To begin with, such an assumption is wrong. By damaging their health, the smokers seriously affect those that love, care and look up to them.
In the case of Africa where public smoking is still widely allowed, even some of us who do not smoke have had to unwillingly share in the experience through passive smoking.
But much more than that, smoking is a major environment killer!
It is apparent, especially in third world and developing countries, that the facts on the extent of damage that smoking has on the environment are little known, something that certainly hasn’t made the situation any better.
The truth is that there are just some things that every smoker that has any concern whatsoever for the environment should know and needs to take note of each time they light a cigarette.
Cigarettes are said to contain over 4 000 chemicals, all of which are exhaled and released into the atmosphere.

* * * *

▶ _What to work on_:
• 1. Duplicate the passage on smoking from "In the case" up to and including "major environment killer!".
• 2. According to the passage on smoking, how many chemicals are cigarettes said to contain?
• 3. Check each statement against the passage on smoking and answer yes or no, quoting the words that decide it.
(a) Public smoking is still widely allowed in Africa.
(b) In developing countries, the facts on how much smoking damages the environment are well known.
(c) The chemicals in cigarettes stay inside the smoker's body.

▶ _Recorded information_:

* * * *

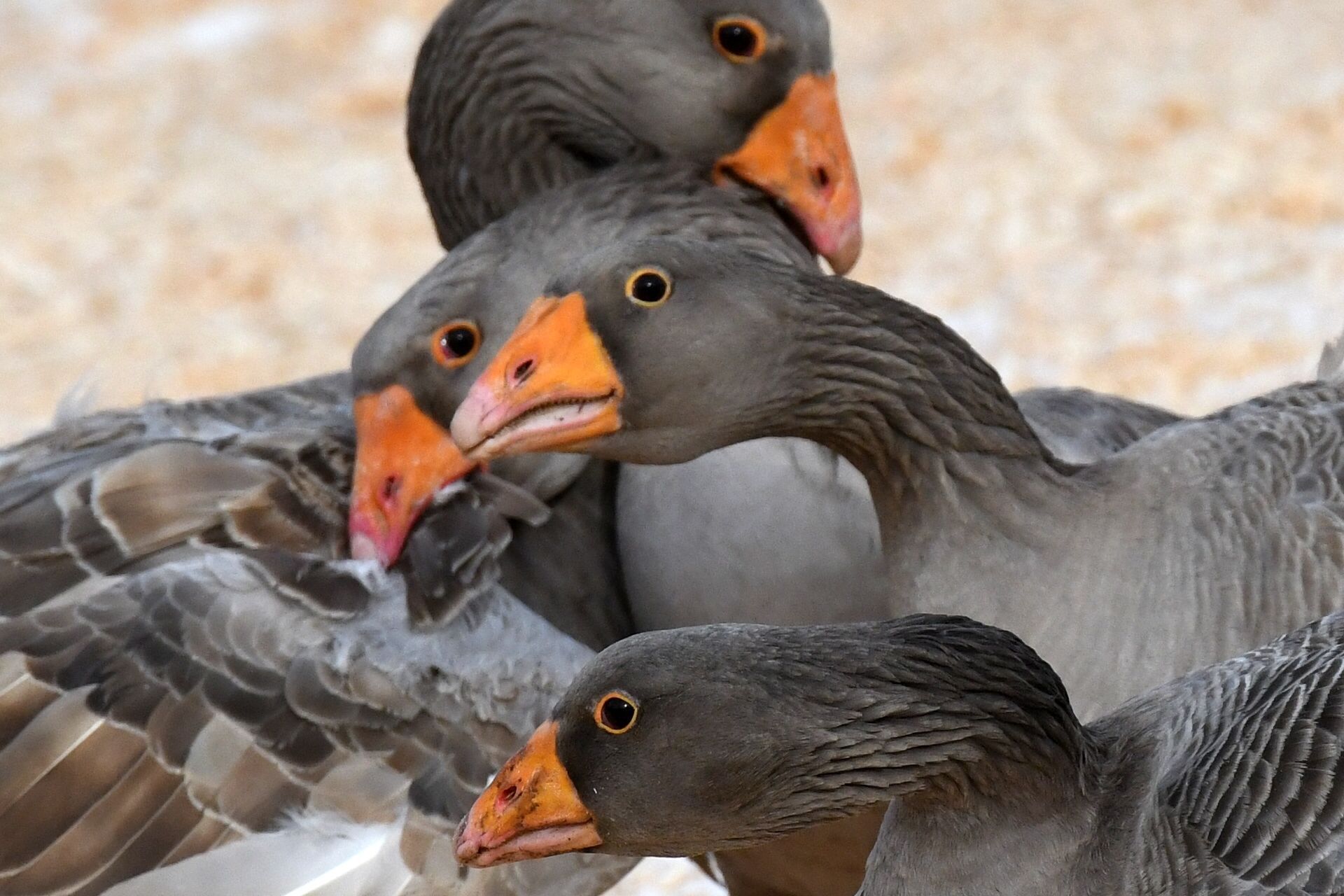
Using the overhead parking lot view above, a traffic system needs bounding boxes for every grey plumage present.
[488,614,1344,896]
[0,389,628,895]
[454,234,1344,718]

* * * *

▶ _Solution list_:
• 1.
In the case of Africa where public smoking is still widely allowed, even some of us who do not smoke have had to unwillingly share in the experience through passive smoking.
But much more than that, smoking is a major environment killer!

• 2. Over 4 000 chemicals.

• 3.
(a) Yes: "In the case of Africa where public smoking is still widely allowed"
(b) No: "the facts on the extent of damage that smoking has on the environment are little known"
(c) No: "all of which are exhaled and released into the atmosphere"